Collected data entries:
•••••

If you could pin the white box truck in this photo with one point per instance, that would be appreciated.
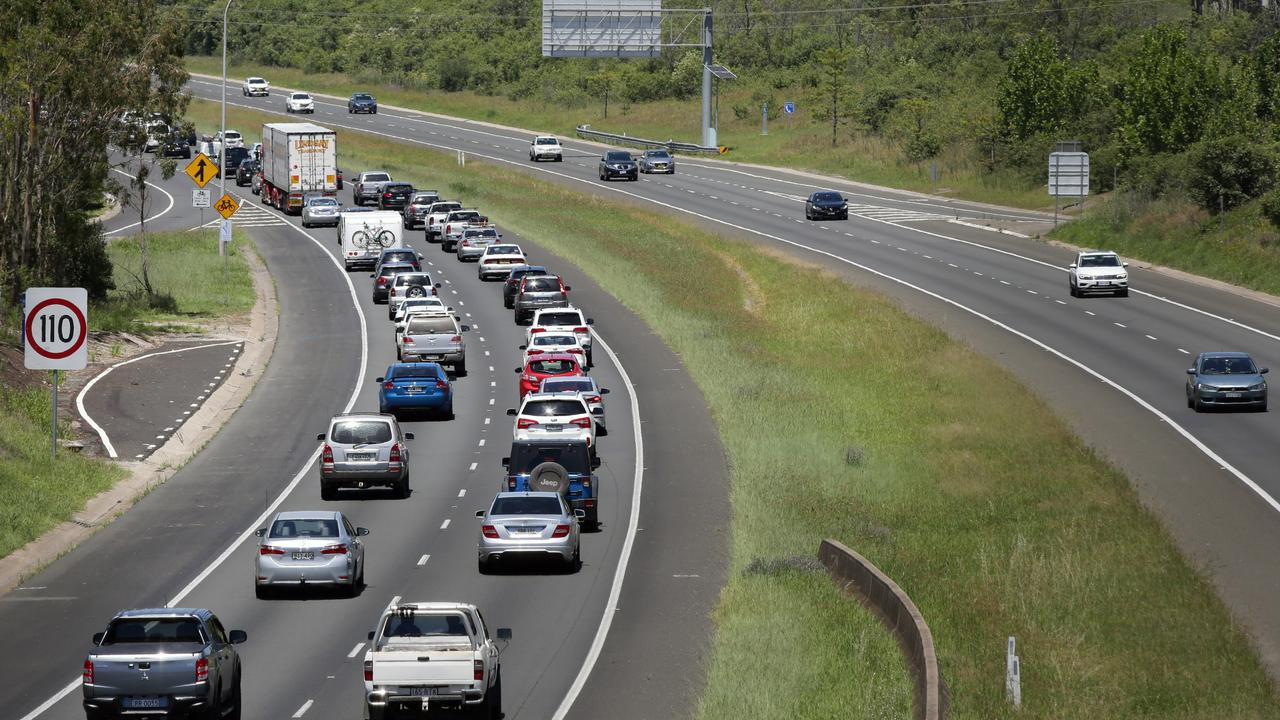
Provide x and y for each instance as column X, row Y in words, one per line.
column 298, row 159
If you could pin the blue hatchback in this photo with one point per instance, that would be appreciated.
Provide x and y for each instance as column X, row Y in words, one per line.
column 415, row 386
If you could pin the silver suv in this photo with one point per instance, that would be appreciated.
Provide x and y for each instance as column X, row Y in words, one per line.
column 364, row 450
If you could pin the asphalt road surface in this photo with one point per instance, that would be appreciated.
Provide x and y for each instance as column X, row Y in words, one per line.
column 1112, row 367
column 184, row 542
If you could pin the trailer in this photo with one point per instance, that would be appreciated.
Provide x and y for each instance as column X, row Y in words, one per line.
column 298, row 159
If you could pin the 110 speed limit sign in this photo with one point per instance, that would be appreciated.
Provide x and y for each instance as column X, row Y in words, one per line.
column 55, row 328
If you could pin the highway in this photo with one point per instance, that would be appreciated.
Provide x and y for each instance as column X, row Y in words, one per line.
column 184, row 543
column 1112, row 367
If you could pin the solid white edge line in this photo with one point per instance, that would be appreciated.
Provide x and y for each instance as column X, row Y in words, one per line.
column 80, row 397
column 355, row 393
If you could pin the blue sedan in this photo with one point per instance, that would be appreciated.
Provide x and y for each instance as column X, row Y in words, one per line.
column 415, row 386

•••••

About this exercise
The output is the data above, repeated exactly, with pictures omitted.

Reply
If you could pin the white box truck in this photo with one point per instance, that would be appreciated.
Provide x and y for each instance as column X, row Y in words, one per line.
column 298, row 159
If you could pin the blue hatchback in this photo with one point per instance, that would be appreciated.
Provide x and y for each instance as column X, row Y in words, one per line.
column 415, row 386
If you could pin the silver suv in this photo with one point per instance, that would be appreciated.
Provide x and y for each instance as column X, row Y in words, one per line.
column 364, row 450
If you could pin the asphalt road surface in this photo with one point per instance, that would be appreciated.
Provide x and y for each instance as column X, row Y in words, one per line.
column 1112, row 367
column 184, row 542
If you could pin the trailer in this photo with one point per instance, that would be appreciated.
Provide x and y for each instance as column X, row Y in words, one per line.
column 298, row 159
If you could pin the 110 speed limit sign in this photo with one point per instance, that would be appreciated.
Provide x and y for each instance as column X, row Y in words, one per line.
column 55, row 328
If you could pin the highway in this photo with one point per instance, that would be appreciated.
Provide x and y for each instance as column X, row Y in words, one per line.
column 184, row 543
column 1112, row 367
If you could pin the solid white edge line in this photo with one point per instance, that would be appreciated.
Provide x and y for each instance as column X, row Y in words, one per line.
column 80, row 397
column 355, row 393
If you could pin the blue sedan in this photo with one point per instance, that would be appreciated.
Provide x and y for each instance as column X, row Y in words, one per line.
column 415, row 386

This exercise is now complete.